Reproduce the closing part of the entries exactly: the line with "Feeder-station tally: put one point on each instance of the wire" and all lines after it, ending with the last line, and nothing else.

(Coordinate annotation entries)
+ + + + +
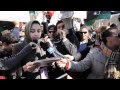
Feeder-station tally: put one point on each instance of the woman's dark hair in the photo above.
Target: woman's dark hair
(113, 26)
(107, 33)
(8, 38)
(53, 28)
(60, 21)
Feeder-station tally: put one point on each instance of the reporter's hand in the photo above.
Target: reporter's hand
(69, 57)
(33, 45)
(29, 67)
(61, 63)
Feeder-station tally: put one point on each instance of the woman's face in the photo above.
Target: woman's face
(85, 34)
(35, 31)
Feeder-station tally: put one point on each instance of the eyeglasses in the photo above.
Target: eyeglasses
(83, 32)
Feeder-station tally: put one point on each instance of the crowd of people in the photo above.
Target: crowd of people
(84, 53)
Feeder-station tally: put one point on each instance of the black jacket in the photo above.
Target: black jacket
(7, 63)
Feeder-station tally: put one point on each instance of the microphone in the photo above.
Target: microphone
(53, 49)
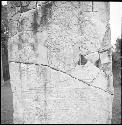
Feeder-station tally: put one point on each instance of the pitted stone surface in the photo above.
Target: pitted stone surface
(53, 50)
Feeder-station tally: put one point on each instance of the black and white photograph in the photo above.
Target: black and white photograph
(61, 62)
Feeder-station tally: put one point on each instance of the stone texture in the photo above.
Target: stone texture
(60, 62)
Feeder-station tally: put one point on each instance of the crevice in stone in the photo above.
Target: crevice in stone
(87, 83)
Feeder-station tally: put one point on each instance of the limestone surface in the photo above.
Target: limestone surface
(60, 62)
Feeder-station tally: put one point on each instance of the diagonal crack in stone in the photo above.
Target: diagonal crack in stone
(87, 83)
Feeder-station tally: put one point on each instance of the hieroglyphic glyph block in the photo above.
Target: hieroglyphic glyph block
(60, 62)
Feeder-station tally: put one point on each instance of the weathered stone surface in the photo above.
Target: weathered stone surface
(54, 48)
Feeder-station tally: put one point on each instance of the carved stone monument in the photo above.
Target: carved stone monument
(60, 62)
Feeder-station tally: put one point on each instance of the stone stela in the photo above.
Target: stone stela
(60, 62)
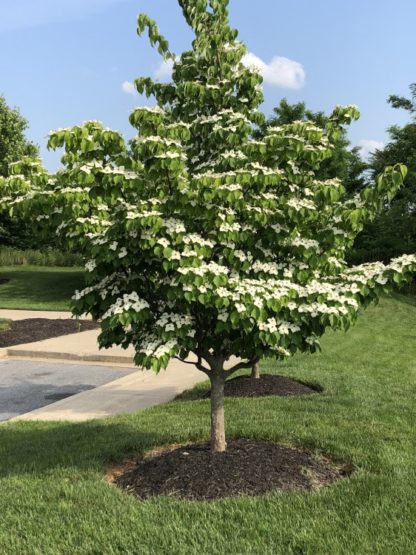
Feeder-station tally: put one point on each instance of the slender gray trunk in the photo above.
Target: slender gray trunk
(218, 443)
(255, 371)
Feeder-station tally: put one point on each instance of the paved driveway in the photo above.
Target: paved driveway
(27, 385)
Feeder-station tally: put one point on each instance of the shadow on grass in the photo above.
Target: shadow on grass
(39, 287)
(34, 448)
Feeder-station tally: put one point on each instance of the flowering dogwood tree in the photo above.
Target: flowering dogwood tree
(201, 241)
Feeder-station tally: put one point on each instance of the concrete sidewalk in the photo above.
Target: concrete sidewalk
(135, 391)
(82, 346)
(130, 393)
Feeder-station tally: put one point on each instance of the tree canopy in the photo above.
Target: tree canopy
(345, 162)
(202, 240)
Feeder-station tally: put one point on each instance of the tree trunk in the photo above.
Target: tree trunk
(255, 371)
(218, 443)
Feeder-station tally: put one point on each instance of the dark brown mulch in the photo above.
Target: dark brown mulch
(267, 384)
(37, 329)
(248, 467)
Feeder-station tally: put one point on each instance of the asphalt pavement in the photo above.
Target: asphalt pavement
(29, 385)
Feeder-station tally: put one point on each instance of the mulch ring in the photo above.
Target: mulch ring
(267, 384)
(247, 467)
(37, 329)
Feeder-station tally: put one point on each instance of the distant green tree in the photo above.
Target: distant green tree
(393, 232)
(13, 143)
(13, 146)
(345, 162)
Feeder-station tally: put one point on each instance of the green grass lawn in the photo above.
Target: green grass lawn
(39, 288)
(55, 500)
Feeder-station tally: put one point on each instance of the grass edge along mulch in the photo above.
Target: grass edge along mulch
(246, 468)
(56, 499)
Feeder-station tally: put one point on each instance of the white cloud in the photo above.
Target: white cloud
(128, 87)
(368, 146)
(21, 14)
(164, 71)
(279, 72)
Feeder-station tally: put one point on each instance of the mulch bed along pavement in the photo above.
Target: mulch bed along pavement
(267, 384)
(37, 329)
(247, 467)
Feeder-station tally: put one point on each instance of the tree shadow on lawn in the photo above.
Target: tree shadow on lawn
(33, 448)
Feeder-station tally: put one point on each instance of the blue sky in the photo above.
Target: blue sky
(65, 61)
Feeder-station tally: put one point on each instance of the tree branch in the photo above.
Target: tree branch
(197, 364)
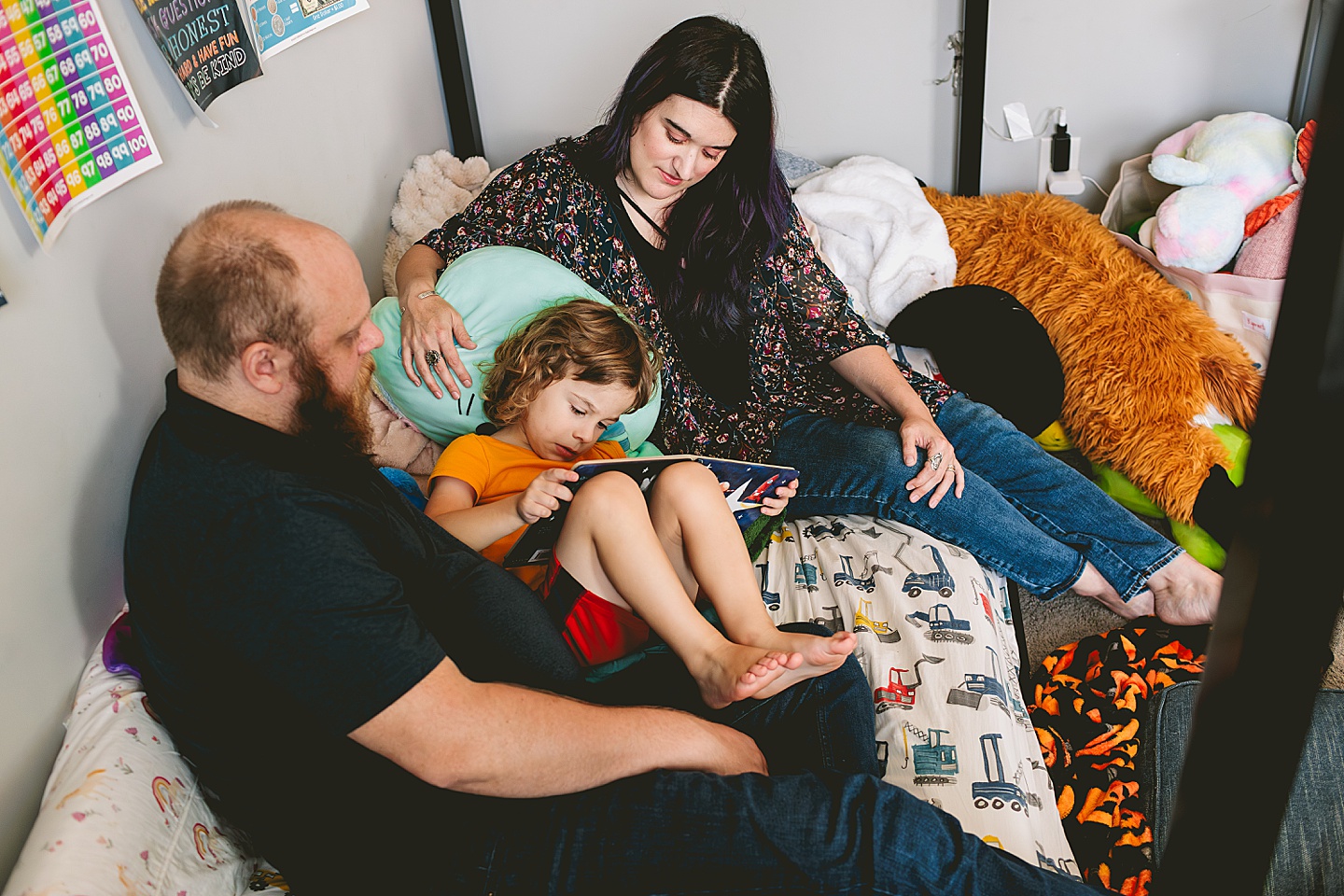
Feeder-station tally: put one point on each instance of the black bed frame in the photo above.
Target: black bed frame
(464, 121)
(1283, 583)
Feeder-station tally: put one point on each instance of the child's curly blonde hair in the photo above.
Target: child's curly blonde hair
(577, 337)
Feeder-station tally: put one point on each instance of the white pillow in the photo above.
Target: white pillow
(122, 812)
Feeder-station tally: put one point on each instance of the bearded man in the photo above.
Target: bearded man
(374, 703)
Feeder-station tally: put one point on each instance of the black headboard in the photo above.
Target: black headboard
(1322, 21)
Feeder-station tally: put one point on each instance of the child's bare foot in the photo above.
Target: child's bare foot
(816, 649)
(1185, 592)
(1094, 584)
(820, 654)
(735, 672)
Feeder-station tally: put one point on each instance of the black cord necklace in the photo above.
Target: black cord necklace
(643, 214)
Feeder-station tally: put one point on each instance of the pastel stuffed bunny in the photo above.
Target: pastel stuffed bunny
(1225, 167)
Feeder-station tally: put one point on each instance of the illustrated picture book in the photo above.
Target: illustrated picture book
(746, 486)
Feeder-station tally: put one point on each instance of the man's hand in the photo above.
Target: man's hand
(543, 495)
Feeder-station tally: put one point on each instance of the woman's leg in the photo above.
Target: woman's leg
(1070, 508)
(851, 468)
(705, 544)
(609, 546)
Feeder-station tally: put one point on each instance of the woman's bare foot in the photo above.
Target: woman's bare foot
(734, 672)
(1185, 592)
(1094, 584)
(820, 654)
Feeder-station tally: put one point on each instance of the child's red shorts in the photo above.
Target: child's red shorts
(595, 629)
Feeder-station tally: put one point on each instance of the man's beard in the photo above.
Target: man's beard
(327, 416)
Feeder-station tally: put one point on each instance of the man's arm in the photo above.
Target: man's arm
(506, 740)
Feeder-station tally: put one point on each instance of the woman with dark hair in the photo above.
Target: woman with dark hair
(677, 210)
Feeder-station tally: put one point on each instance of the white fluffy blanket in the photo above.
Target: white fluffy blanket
(880, 235)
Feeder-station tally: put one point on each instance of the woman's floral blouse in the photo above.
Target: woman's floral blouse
(801, 311)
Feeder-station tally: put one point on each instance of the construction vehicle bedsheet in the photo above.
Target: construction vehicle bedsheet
(937, 642)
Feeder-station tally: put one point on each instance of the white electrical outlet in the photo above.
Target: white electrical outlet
(1065, 183)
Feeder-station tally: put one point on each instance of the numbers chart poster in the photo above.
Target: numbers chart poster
(283, 23)
(73, 129)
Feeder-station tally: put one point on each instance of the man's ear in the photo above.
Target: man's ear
(268, 367)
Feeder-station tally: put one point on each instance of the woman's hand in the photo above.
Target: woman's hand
(941, 470)
(544, 493)
(431, 329)
(775, 505)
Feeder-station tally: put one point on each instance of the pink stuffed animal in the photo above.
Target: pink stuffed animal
(1226, 167)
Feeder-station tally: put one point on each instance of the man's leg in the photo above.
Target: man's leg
(821, 723)
(695, 833)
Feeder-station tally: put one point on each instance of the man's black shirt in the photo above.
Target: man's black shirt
(283, 594)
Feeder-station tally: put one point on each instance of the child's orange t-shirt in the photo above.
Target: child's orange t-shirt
(497, 470)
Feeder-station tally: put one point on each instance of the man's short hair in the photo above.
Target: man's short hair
(223, 285)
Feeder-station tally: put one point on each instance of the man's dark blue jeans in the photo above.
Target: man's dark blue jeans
(821, 822)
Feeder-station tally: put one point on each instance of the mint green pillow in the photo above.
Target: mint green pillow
(495, 289)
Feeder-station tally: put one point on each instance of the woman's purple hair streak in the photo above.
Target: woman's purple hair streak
(724, 225)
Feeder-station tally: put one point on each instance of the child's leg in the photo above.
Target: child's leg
(705, 544)
(609, 546)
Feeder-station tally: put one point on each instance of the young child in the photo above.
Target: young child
(623, 565)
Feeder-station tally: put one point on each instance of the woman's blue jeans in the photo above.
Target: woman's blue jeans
(1023, 513)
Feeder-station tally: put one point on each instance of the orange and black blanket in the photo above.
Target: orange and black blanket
(1090, 708)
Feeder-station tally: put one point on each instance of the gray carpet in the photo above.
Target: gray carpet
(1048, 624)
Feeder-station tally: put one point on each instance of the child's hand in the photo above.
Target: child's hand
(544, 493)
(775, 505)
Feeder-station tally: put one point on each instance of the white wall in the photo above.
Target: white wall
(849, 76)
(857, 76)
(1132, 74)
(327, 133)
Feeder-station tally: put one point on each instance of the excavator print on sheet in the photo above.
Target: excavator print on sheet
(996, 791)
(943, 623)
(976, 688)
(834, 621)
(938, 581)
(981, 596)
(805, 572)
(837, 529)
(769, 598)
(878, 627)
(900, 692)
(935, 762)
(847, 577)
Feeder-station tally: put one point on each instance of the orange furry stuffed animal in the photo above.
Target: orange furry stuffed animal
(1140, 359)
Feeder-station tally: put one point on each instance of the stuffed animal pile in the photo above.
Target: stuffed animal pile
(1238, 175)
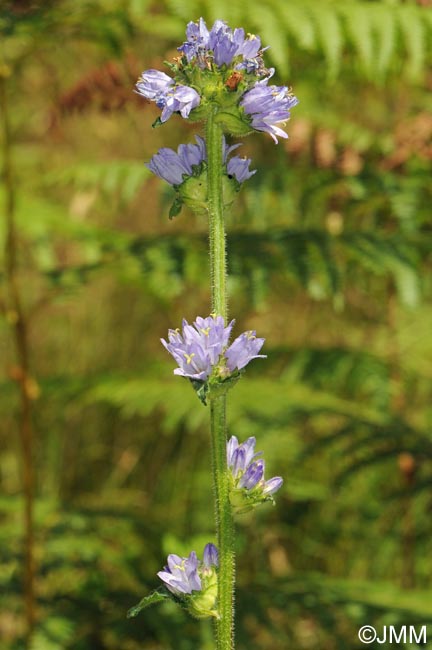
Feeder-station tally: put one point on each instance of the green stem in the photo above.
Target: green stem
(221, 479)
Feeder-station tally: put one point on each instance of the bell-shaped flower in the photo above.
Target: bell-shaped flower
(193, 582)
(249, 487)
(202, 352)
(267, 106)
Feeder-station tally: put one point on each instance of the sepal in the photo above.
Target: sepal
(244, 500)
(215, 386)
(234, 122)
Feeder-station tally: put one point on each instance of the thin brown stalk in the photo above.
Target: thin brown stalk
(21, 373)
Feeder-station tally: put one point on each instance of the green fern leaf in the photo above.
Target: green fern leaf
(413, 30)
(272, 33)
(359, 25)
(298, 22)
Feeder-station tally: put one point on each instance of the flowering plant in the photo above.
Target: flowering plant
(219, 78)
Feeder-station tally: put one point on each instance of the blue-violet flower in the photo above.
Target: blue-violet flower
(175, 168)
(167, 94)
(193, 581)
(202, 349)
(249, 488)
(268, 106)
(221, 46)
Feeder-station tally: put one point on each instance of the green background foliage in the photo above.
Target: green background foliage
(330, 257)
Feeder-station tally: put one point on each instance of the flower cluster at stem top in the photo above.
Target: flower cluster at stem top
(220, 69)
(249, 487)
(193, 581)
(201, 350)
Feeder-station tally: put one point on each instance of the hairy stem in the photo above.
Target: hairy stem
(16, 318)
(224, 518)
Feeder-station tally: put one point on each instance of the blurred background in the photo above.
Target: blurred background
(330, 257)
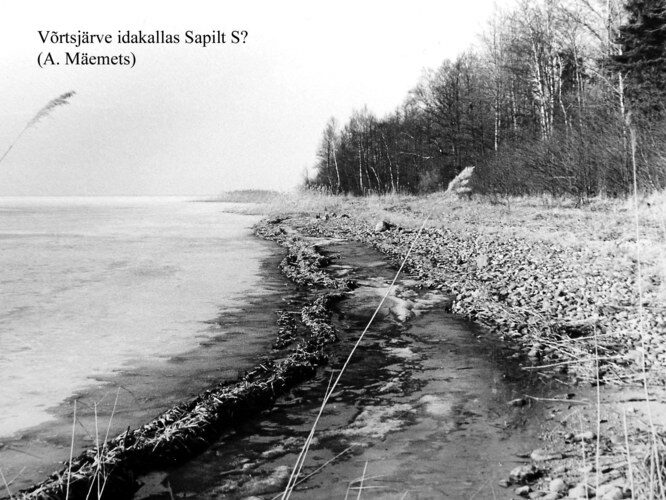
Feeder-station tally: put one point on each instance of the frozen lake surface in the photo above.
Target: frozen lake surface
(89, 286)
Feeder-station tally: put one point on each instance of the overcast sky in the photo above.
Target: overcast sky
(191, 120)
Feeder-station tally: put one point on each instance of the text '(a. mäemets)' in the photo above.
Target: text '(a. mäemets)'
(45, 59)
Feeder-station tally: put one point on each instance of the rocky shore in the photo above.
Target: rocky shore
(567, 313)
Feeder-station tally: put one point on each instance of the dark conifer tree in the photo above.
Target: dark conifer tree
(643, 57)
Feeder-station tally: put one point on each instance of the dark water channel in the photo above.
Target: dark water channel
(421, 411)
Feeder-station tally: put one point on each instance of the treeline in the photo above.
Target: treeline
(563, 97)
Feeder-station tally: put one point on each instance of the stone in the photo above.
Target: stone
(541, 455)
(581, 490)
(557, 485)
(610, 491)
(382, 226)
(523, 491)
(614, 493)
(586, 436)
(524, 473)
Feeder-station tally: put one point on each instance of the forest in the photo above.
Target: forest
(564, 97)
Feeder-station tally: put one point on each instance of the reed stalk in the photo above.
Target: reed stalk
(61, 100)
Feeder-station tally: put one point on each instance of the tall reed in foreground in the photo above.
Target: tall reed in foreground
(42, 113)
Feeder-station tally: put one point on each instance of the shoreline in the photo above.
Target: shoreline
(591, 336)
(459, 265)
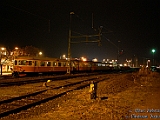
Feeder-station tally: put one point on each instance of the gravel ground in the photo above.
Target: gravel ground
(118, 99)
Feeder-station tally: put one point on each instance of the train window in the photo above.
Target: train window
(99, 64)
(48, 63)
(22, 62)
(64, 64)
(36, 63)
(103, 64)
(59, 64)
(42, 63)
(54, 64)
(30, 62)
(15, 62)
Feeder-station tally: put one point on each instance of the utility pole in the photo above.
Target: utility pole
(82, 36)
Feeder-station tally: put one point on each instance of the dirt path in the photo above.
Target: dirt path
(121, 97)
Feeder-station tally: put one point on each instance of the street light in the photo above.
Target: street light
(153, 51)
(69, 45)
(1, 49)
(40, 53)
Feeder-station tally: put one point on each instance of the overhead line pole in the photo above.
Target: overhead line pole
(82, 36)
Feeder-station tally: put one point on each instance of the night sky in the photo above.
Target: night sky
(135, 23)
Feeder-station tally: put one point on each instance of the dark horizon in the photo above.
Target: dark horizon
(45, 25)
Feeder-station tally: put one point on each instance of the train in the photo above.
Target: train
(46, 65)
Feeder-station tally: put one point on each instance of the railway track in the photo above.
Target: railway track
(17, 104)
(18, 82)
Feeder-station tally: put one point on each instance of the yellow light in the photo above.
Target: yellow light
(16, 48)
(40, 53)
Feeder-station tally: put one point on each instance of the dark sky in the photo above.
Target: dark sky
(135, 23)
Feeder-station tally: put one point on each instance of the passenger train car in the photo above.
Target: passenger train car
(40, 65)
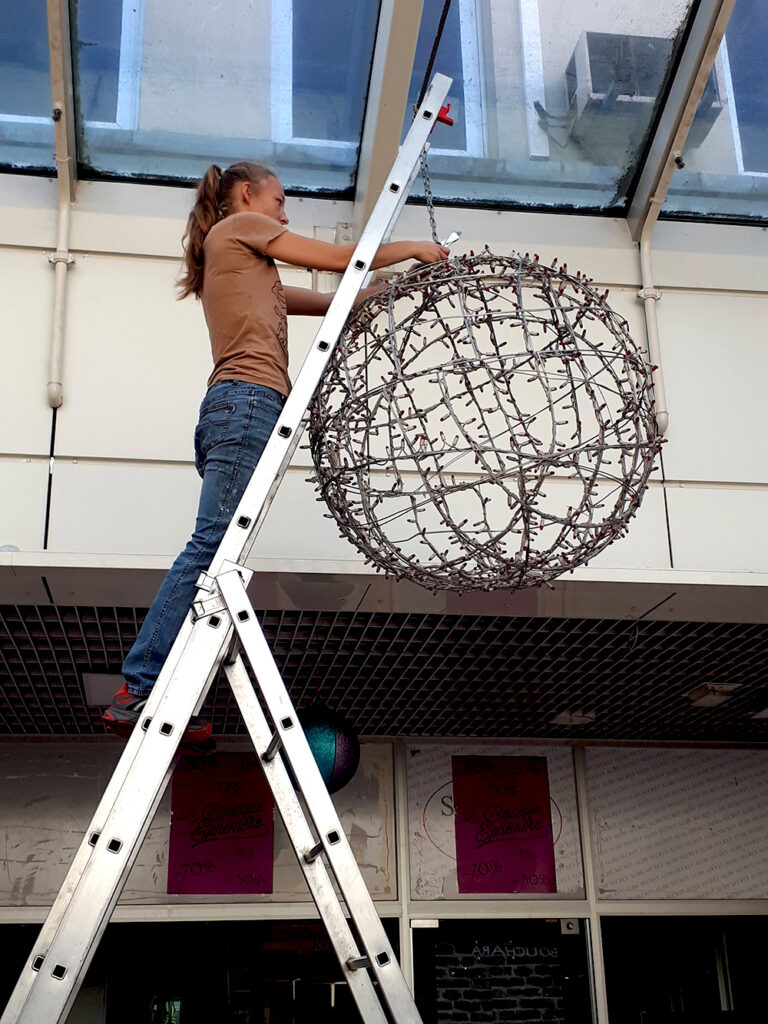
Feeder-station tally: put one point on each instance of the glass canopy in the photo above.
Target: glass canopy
(165, 87)
(555, 101)
(726, 169)
(26, 125)
(557, 98)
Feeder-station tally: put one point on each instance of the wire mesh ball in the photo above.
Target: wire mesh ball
(483, 423)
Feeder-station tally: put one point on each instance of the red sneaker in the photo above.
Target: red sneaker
(126, 709)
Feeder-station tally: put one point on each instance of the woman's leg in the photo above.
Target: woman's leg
(236, 421)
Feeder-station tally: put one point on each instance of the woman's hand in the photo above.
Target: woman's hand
(430, 252)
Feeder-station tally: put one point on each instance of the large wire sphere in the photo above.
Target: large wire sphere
(484, 423)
+ + + + +
| Solved problem |
Feeder-station tally: put one point on each instance of the wire mesh ball in the photo above.
Target: wire mesh ball
(483, 423)
Feeder-station tally: put one point on each instance of the red sneaker in the photo above.
Target: red sneaker
(126, 709)
Feeder-station tally: put one point on each instance of the woman's leg in the photo above.
Target: woman's leg
(236, 421)
Feeder-station tally: put one point on each instance of the woman's hand in the photo above.
Target: woman's hand
(430, 252)
Feeder-station tally: put one point on each instance of the large wire sphere in the photo above.
Target: large wire sphere
(484, 423)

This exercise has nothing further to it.